PAGE TEXT -
++++++
Traditional Chlorine, Salt or Mineral Pools; What is the Difference?
26 February, 2021
Understanding the differences between a ‘traditional’ chlorine, a saltwater and a mineral pool can be difficult. To give you a better understanding when making the right decision for your pool, we are going to give you a comprehensive explanation on the pro's and con's of each pool type.
A chlorine-based pool, traditionally has been the more popular choice because it is the easiest way to kill bacteria. Chlorine works through a series of chemical reactions which breaks down the cells in harmful bacteria to render them harmless. Typically, this is the cheapest upfront way of sanitising your pool, however this can change to be one of the more expensive pool types season by season, especially if the pool is left untreated and chlorine levels drop.
The biggest pro to a traditional chlorine pool is the relatively inexpensive cost for the initial set up. The cons to this pool type are the smell, potential irritations to the skin and eyes due to the harshness as well as it not regulating well - it requires the most amount of manual labour compared to the other pool types.
++++++
DATA BLOCK -
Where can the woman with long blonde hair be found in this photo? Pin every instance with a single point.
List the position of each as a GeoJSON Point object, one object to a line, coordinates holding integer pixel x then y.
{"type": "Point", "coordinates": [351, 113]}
++++++
EXERCISE INSTRUCTIONS - List every drawback of a traditional chlorine pool that the pool comparison article names.

EXERCISE RESULT -
- The smell
- Potential irritation to the skin and eyes due to the harshness
- It doesn't regulate well and requires the most manual labor of the pool types